[WHAT IS REQUIRED]: Once you reach the line that contains "M 511 227 L", retype it and every line after it exactly, ending with the last line of the entries.

[Saved entries]:
────────────────
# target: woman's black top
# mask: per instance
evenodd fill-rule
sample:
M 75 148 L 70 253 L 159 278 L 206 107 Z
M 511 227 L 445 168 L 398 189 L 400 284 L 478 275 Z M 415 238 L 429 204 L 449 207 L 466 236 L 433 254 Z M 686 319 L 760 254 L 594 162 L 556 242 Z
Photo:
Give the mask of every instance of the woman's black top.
────────────────
[ANSWER FOR THIS EXERCISE]:
M 511 227 L 445 168 L 398 189 L 400 284 L 478 275 Z M 415 238 L 429 204 L 449 207 L 466 236 L 433 254 Z M 686 319 L 760 254 L 594 162 L 556 242 Z
Photo:
Give the mask of every instance of the woman's black top.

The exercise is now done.